-- Begin Supplied passage --

Re: [RFC] x86/csum: rewrite csum_partial()

From: Alexander Duyck <alexander.duyck@gmail.com>
To: Eric Dumazet <eric.dumazet@gmail.com>
Cc: "David S . Miller" <davem@davemloft.net>,
	Jakub Kicinski <kuba@kernel.org>, netdev <netdev@vger.kernel.org>,
	Eric Dumazet <edumazet@google.com>,
	"the arch/x86 maintainers" <x86@kernel.org>
Subject: Re: [RFC] x86/csum: rewrite csum_partial()
Date: Thu, 11 Nov 2021 08:51:35 -0800	[thread overview]
Message-ID: <CAKgT0Ue2P6OXwk-+n2k_E_KRVUaBVyg=Xb8yvo=RkRLJHfJW=g@mail.gmail.com> (raw)
In-Reply-To: <20211111065322.1261275-1-eric.dumazet@gmail.com>

On Wed, Nov 10, 2021 at 10:53 PM Eric Dumazet <eric.dumazet@gmail.com> wrote:
>
> From: Eric Dumazet <edumazet@google.com>
>
> With more NIC supporting CHECKSUM_COMPLETE, and IPv6 being widely used.
> csum_partial() is heavily used with small amount of bytes,
> and is consuming many cycles.
>
> IPv6 header size for instance is 40 bytes.
>
> Another thing to consider is that NET_IP_ALIGN is 0 on x86,
> meaning that network headers in RX path are not word-aligned,
> unless the driver forces this.
>
> This means that csum_partial() fetches one u16
> to 'align the buffer', then perform seven u64 additions
> with carry in a loop, then a remaining u32, then a remaining u16.

-- End Supplied passage --
-- Begin Rows --

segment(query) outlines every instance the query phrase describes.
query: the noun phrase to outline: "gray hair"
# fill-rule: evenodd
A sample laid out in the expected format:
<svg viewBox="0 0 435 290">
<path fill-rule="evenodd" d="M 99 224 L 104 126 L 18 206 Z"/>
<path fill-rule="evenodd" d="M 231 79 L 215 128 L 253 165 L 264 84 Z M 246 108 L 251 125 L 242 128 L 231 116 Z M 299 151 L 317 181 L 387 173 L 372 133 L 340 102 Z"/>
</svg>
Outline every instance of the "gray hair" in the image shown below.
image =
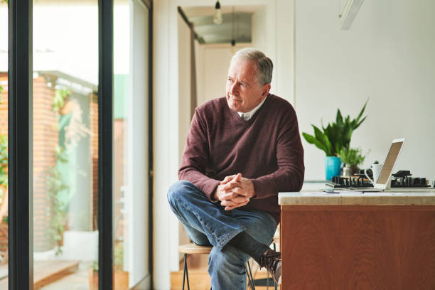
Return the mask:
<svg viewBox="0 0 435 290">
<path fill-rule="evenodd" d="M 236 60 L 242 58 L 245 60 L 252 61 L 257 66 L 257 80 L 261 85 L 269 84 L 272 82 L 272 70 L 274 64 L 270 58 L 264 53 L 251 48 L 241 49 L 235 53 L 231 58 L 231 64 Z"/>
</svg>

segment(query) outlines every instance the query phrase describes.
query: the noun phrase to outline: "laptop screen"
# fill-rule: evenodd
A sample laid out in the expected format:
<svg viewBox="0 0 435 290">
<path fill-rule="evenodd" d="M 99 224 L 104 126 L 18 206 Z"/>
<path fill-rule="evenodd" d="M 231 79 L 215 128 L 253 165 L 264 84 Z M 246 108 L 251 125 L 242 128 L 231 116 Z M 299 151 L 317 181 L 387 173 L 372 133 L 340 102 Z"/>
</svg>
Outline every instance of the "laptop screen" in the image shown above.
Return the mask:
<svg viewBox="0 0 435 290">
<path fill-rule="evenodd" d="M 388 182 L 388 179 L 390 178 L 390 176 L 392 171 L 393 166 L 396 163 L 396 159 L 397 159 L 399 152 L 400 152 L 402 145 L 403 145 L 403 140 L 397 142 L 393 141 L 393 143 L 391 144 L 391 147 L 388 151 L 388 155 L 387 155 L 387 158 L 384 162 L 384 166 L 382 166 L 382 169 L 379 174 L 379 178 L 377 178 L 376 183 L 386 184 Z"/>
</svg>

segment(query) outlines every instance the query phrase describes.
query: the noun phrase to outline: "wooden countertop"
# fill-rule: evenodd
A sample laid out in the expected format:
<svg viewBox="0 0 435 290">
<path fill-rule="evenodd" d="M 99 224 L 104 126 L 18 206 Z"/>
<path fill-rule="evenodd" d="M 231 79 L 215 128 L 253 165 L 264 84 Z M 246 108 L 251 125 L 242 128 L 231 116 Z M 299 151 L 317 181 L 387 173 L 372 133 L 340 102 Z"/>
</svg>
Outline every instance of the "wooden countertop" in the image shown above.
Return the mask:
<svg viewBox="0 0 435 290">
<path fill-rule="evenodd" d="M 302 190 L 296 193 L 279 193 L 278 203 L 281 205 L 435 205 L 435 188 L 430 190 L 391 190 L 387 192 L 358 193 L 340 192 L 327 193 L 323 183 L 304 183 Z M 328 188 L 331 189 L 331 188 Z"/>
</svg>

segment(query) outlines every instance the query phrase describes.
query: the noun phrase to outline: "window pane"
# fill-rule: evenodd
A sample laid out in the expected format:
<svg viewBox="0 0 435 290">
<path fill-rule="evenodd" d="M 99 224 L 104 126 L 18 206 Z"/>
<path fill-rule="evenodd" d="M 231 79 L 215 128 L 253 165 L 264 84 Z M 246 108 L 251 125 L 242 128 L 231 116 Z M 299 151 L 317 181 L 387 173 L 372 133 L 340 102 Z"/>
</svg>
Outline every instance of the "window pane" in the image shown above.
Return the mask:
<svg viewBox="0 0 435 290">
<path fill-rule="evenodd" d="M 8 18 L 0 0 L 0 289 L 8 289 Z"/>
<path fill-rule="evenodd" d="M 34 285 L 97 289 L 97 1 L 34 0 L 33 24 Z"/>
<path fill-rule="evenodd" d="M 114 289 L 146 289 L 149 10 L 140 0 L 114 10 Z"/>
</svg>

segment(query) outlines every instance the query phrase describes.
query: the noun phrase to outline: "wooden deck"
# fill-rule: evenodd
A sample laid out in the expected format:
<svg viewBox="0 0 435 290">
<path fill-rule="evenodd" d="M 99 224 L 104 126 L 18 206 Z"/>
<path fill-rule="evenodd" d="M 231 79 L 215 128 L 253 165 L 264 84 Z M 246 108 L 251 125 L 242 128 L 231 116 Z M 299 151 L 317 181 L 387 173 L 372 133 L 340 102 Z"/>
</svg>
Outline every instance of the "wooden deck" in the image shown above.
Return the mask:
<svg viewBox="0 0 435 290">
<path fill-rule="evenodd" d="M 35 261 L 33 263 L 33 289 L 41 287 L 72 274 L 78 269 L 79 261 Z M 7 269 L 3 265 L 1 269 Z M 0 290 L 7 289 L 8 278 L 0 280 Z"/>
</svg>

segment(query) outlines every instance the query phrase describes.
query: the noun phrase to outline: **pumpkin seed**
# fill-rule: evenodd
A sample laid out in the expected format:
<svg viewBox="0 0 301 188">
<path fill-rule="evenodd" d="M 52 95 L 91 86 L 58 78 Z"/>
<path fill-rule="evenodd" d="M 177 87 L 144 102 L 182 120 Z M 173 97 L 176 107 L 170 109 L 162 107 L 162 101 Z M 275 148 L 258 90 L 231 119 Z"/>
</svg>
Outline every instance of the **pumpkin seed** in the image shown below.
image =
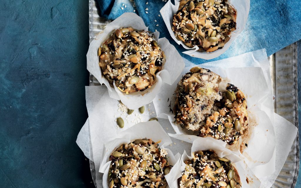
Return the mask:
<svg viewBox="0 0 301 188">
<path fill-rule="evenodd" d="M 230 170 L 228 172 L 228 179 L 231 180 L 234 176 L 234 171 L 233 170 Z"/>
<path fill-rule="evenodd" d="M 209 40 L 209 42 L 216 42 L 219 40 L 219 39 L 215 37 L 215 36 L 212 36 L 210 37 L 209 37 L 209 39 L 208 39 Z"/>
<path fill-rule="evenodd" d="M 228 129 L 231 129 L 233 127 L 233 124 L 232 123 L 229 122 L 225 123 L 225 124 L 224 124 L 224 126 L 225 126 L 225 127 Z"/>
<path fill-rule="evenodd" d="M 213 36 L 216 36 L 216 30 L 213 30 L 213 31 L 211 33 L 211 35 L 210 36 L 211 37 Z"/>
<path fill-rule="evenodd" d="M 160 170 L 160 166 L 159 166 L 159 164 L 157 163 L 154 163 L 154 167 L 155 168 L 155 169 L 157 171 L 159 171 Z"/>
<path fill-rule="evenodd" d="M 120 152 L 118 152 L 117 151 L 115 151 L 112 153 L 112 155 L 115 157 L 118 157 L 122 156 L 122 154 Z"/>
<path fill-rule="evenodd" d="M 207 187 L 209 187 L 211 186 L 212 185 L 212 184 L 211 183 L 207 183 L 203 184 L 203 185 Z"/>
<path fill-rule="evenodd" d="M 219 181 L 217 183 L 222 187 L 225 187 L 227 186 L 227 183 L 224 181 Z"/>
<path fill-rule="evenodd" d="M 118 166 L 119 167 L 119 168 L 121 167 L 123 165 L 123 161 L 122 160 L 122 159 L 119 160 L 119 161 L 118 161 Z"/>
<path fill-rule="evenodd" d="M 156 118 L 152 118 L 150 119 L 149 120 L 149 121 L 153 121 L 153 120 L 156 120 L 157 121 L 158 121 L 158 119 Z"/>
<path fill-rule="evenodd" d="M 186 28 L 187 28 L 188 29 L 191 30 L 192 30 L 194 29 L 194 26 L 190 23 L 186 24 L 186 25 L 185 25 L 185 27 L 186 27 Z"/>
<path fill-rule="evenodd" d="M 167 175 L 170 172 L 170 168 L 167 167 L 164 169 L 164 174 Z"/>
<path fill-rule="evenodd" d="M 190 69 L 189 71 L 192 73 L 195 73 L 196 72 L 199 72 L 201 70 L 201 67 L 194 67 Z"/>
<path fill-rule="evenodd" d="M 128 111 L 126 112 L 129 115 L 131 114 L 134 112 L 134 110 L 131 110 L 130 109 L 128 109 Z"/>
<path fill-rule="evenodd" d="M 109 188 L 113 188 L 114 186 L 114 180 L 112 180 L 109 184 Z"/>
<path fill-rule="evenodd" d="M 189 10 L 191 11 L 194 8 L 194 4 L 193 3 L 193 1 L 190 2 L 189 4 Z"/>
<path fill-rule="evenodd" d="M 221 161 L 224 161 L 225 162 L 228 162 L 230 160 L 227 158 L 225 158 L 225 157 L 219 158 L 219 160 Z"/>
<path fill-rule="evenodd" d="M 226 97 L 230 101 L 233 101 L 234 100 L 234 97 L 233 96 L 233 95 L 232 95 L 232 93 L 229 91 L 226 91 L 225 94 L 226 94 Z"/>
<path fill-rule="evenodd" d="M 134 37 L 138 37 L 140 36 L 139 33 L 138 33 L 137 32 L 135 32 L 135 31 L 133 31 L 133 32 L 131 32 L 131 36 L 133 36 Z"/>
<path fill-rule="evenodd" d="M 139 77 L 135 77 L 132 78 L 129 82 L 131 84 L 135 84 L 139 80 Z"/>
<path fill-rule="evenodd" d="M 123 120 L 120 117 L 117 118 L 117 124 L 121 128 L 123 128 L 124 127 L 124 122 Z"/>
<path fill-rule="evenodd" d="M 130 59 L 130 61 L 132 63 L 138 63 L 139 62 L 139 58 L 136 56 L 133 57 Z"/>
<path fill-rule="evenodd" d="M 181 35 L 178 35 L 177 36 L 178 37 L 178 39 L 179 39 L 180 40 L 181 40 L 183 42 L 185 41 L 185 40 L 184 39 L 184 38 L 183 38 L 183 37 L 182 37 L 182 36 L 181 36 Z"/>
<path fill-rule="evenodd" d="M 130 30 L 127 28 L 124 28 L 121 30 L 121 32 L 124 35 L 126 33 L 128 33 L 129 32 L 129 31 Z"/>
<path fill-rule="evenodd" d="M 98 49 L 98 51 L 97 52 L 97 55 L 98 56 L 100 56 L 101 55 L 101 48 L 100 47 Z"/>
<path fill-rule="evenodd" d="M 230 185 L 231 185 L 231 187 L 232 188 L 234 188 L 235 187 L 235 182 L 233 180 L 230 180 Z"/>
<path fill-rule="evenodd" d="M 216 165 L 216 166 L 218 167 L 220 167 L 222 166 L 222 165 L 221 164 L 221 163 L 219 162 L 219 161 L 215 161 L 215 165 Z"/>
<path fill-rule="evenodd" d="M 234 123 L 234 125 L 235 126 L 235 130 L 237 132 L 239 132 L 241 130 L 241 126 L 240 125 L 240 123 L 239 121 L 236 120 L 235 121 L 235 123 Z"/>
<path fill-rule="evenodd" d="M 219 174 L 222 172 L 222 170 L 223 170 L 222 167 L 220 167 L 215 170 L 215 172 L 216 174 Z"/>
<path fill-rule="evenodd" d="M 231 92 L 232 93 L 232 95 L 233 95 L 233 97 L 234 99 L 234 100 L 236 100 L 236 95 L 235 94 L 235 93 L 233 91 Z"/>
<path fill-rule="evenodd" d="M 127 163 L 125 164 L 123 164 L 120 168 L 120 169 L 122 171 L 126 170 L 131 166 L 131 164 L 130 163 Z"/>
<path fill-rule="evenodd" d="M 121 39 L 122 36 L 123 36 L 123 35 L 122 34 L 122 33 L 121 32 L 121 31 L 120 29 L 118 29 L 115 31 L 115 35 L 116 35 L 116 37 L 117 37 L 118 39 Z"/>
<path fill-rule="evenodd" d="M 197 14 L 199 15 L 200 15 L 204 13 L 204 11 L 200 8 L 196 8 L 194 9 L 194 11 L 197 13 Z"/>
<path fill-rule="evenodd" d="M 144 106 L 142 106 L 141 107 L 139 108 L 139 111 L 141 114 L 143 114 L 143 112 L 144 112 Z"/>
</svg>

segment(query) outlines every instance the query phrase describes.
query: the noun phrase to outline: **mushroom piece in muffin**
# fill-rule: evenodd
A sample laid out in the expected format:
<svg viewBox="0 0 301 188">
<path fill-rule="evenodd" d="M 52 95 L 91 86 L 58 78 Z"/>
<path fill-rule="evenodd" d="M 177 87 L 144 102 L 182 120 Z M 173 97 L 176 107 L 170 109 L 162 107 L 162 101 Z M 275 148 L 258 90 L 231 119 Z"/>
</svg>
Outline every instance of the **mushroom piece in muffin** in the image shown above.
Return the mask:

-- End Rows --
-- Begin Rows --

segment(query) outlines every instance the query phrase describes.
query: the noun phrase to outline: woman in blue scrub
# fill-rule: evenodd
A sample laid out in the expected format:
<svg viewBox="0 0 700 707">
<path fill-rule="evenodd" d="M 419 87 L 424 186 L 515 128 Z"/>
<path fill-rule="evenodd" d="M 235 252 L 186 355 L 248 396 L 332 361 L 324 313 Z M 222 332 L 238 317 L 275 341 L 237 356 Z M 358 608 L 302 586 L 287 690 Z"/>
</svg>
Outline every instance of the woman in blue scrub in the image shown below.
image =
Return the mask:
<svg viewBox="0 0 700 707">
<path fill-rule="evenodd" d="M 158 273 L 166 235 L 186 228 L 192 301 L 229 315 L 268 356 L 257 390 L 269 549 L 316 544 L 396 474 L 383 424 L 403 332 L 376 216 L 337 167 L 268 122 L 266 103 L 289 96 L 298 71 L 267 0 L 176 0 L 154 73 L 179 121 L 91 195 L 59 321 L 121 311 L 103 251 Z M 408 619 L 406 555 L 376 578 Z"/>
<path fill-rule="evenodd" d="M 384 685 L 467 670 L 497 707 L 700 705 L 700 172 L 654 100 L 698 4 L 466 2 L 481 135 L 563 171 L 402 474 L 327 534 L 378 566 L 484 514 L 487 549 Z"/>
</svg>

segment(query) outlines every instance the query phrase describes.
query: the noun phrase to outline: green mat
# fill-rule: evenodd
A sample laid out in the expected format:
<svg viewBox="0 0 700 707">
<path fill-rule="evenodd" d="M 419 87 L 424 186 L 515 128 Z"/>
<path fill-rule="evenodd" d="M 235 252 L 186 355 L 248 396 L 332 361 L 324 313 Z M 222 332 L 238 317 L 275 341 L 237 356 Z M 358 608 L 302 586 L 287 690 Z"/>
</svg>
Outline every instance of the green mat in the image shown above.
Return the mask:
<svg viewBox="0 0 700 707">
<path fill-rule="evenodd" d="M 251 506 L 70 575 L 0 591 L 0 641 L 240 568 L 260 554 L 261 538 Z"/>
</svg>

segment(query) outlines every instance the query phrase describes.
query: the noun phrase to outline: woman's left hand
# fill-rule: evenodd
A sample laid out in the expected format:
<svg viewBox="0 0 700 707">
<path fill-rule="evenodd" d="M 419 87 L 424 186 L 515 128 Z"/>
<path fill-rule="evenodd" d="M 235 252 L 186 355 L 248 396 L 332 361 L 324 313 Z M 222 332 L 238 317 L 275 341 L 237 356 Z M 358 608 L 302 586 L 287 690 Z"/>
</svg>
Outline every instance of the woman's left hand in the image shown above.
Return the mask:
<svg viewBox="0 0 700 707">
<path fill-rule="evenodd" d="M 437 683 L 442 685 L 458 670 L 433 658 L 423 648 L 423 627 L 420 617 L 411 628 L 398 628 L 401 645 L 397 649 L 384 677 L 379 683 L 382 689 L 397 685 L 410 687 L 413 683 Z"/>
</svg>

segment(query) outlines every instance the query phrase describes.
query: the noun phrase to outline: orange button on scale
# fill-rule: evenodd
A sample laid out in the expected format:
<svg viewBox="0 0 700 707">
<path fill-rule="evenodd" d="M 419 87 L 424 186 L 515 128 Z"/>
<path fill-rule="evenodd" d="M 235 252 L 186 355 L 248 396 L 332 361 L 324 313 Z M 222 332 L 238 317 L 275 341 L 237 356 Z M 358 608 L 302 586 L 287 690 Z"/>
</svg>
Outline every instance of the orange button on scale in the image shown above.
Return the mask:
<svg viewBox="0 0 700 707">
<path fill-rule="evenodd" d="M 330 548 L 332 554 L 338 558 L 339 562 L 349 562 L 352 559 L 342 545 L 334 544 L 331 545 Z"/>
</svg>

-- End Rows --

▸ Work to do:
1. According to the csum_partial() message, what is the value of NET_IP_ALIGN on x86?
2. Duplicate the csum_partial() message from "From: Alexander Duyck" up to and including "Subject: Re: [RFC] x86/csum: rewrite csum_partial()".
The items come from a different source than the csum_partial() message.

▸ Exercise solutions:
1. NET_IP_ALIGN is 0 on x86.

2.
From: Alexander Duyck <alexander.duyck@gmail.com>
To: Eric Dumazet <eric.dumazet@gmail.com>
Cc: "David S . Miller" <davem@davemloft.net>,
	Jakub Kicinski <kuba@kernel.org>, netdev <netdev@vger.kernel.org>,
	Eric Dumazet <edumazet@google.com>,
	"the arch/x86 maintainers" <x86@kernel.org>
Subject: Re: [RFC] x86/csum: rewrite csum_partial()